▶ _What to produce_
Your task is to write out the lines from the line containing "Indicate the cabinet door" through the last line of the material, exactly.
++++ Data entries
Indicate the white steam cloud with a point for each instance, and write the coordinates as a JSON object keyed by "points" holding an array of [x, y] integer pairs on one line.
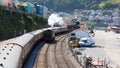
{"points": [[55, 19]]}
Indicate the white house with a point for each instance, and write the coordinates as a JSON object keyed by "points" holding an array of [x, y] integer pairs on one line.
{"points": [[9, 2]]}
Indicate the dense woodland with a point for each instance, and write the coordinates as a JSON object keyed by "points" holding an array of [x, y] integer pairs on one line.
{"points": [[70, 5]]}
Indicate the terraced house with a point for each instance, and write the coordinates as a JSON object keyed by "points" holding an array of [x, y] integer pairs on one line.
{"points": [[9, 2]]}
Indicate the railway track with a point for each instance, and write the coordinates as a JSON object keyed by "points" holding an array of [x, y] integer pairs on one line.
{"points": [[54, 55]]}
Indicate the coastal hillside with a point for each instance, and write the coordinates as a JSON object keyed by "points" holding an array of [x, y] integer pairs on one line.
{"points": [[14, 23]]}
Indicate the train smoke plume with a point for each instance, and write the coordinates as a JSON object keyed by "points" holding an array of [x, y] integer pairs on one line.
{"points": [[55, 20]]}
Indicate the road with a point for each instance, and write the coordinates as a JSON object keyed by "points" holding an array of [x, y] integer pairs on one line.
{"points": [[107, 47]]}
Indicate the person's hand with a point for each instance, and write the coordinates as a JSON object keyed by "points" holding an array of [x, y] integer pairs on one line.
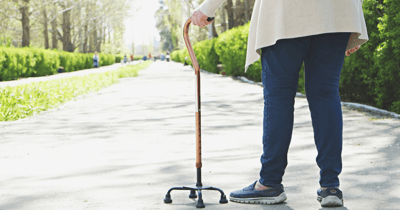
{"points": [[200, 19], [348, 52]]}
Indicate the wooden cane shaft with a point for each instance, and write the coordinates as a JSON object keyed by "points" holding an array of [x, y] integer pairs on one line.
{"points": [[197, 101]]}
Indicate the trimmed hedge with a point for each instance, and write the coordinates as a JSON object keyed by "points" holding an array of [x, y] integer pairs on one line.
{"points": [[34, 62], [370, 76], [25, 100]]}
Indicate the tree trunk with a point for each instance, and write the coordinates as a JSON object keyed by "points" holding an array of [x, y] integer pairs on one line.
{"points": [[84, 48], [45, 29], [54, 29], [214, 31], [223, 24], [80, 28], [67, 45], [25, 23], [229, 10], [86, 33], [90, 42]]}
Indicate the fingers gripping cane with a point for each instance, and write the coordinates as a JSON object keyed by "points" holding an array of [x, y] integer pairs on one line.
{"points": [[198, 186]]}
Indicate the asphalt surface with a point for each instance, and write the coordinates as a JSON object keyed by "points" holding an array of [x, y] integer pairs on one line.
{"points": [[126, 145]]}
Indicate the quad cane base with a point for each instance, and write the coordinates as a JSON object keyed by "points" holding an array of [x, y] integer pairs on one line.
{"points": [[193, 189]]}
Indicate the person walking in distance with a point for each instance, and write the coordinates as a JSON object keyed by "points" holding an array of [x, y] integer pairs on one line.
{"points": [[96, 60], [284, 39]]}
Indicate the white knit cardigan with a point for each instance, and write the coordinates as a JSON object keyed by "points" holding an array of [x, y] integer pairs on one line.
{"points": [[279, 19]]}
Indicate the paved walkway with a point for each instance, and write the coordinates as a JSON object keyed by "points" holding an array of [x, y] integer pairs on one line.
{"points": [[125, 146]]}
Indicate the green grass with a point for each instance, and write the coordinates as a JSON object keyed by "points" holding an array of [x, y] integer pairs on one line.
{"points": [[29, 99]]}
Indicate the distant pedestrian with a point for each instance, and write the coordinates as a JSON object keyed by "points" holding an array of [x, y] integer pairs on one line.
{"points": [[96, 60]]}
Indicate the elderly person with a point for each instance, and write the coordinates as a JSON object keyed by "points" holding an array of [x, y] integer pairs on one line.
{"points": [[285, 34]]}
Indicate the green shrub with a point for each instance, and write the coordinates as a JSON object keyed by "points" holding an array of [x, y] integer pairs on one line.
{"points": [[34, 62], [28, 99], [206, 56], [231, 48]]}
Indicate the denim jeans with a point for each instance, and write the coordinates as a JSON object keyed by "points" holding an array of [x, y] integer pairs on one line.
{"points": [[323, 57]]}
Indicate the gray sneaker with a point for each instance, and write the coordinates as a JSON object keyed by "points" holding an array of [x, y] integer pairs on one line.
{"points": [[248, 194], [330, 197]]}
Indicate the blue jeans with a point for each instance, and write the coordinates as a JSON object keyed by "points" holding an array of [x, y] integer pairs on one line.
{"points": [[323, 57]]}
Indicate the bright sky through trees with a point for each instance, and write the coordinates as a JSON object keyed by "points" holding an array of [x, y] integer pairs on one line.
{"points": [[142, 24]]}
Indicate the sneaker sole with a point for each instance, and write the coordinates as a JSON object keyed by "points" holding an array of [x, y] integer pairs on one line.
{"points": [[263, 200], [330, 201]]}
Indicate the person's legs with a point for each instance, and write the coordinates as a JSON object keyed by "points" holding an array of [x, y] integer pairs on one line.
{"points": [[323, 65], [281, 64]]}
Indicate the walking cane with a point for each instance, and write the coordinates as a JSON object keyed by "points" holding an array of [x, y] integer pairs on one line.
{"points": [[198, 186]]}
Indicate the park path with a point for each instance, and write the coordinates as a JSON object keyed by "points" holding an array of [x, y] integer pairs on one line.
{"points": [[126, 145]]}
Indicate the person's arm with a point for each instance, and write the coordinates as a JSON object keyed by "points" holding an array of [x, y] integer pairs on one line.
{"points": [[208, 7], [204, 11]]}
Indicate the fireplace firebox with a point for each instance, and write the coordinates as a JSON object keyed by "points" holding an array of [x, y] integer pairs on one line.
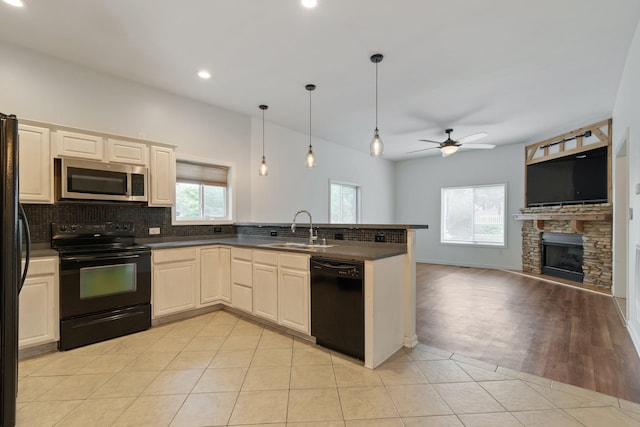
{"points": [[562, 256]]}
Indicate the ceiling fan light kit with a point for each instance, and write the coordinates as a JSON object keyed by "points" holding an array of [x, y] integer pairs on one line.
{"points": [[451, 146], [376, 147]]}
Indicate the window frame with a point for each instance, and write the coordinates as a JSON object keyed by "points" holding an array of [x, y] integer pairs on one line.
{"points": [[475, 244], [230, 192], [358, 188]]}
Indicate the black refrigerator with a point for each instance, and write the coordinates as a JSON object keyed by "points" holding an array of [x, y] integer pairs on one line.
{"points": [[13, 223]]}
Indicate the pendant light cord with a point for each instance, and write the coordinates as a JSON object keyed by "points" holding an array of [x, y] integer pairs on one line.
{"points": [[309, 118], [376, 96]]}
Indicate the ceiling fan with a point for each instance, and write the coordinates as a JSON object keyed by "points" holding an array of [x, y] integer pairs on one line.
{"points": [[450, 146]]}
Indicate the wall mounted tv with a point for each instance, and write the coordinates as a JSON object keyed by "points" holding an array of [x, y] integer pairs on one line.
{"points": [[575, 179]]}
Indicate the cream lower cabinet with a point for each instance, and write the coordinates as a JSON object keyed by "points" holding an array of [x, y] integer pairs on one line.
{"points": [[241, 279], [39, 314], [176, 278], [36, 165], [265, 284], [215, 275], [293, 292]]}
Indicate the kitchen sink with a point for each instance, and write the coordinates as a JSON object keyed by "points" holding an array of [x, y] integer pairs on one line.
{"points": [[296, 245]]}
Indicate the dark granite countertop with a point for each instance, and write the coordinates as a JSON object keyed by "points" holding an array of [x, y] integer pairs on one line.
{"points": [[349, 226], [340, 249]]}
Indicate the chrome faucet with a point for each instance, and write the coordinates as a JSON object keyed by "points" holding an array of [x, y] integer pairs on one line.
{"points": [[312, 237]]}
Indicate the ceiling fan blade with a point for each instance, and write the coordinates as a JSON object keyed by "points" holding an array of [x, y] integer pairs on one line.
{"points": [[422, 149], [479, 146], [473, 137]]}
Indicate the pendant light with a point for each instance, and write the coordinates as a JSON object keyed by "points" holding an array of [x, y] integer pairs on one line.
{"points": [[263, 166], [311, 158], [376, 147]]}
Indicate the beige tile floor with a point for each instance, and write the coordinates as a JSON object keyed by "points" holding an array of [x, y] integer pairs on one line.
{"points": [[219, 369]]}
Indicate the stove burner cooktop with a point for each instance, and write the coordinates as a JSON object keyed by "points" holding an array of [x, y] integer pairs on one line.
{"points": [[105, 237]]}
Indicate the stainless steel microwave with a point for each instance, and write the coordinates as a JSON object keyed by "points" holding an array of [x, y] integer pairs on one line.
{"points": [[86, 179]]}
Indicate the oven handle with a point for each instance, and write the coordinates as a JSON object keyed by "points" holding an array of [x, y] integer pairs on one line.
{"points": [[84, 258], [108, 319]]}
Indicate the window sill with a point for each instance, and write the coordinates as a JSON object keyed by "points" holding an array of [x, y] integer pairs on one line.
{"points": [[475, 245], [203, 222]]}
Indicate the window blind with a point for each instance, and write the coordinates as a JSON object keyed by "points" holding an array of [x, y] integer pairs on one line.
{"points": [[199, 173]]}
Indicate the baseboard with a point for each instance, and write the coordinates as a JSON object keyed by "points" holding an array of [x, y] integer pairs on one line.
{"points": [[467, 264]]}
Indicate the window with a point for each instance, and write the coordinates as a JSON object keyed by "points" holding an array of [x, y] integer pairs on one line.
{"points": [[344, 203], [473, 215], [202, 193]]}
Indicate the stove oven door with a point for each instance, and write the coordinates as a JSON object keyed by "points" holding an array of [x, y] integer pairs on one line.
{"points": [[97, 283]]}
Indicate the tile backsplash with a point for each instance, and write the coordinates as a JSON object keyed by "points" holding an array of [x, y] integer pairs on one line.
{"points": [[41, 216]]}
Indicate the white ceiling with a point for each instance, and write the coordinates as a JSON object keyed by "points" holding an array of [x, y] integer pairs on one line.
{"points": [[520, 70]]}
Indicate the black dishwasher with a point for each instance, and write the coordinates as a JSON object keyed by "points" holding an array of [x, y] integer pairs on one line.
{"points": [[337, 305]]}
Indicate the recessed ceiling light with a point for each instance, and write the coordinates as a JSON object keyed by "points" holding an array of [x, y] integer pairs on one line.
{"points": [[309, 3], [14, 3]]}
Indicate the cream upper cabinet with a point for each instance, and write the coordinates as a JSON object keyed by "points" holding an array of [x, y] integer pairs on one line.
{"points": [[241, 279], [265, 284], [39, 318], [162, 176], [293, 292], [133, 153], [215, 275], [36, 165], [83, 146], [175, 280]]}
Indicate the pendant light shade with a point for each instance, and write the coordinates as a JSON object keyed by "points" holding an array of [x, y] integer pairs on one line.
{"points": [[376, 147], [263, 166], [310, 160]]}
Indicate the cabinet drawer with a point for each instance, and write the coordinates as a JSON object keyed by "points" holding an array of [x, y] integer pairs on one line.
{"points": [[265, 257], [296, 262], [172, 255], [241, 254], [42, 266]]}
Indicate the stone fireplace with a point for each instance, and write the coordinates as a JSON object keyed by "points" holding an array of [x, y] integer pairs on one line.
{"points": [[563, 255], [592, 224]]}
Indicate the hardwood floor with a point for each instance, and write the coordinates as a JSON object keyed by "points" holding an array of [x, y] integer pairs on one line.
{"points": [[554, 331]]}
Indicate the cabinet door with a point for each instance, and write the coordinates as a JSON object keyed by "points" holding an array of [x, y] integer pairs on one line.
{"points": [[213, 273], [71, 144], [241, 279], [36, 165], [174, 285], [225, 274], [38, 315], [265, 291], [162, 176], [133, 153], [293, 299]]}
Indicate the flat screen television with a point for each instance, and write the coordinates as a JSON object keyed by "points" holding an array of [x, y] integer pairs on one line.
++++++++
▶ _Output_
Indicate the cabinet door with a point for each instance, and write the coordinates as a JSON object keyed by "points" holding an array of [x, y] integer pairs on one line.
{"points": [[213, 273], [71, 144], [241, 279], [36, 165], [174, 285], [225, 274], [38, 315], [265, 291], [162, 176], [133, 153], [293, 299]]}
Indicate the flat screen television with a point for each instance, and write the coordinates as a JSON object keyed by "points" holding an array of [x, y] integer pairs on one line.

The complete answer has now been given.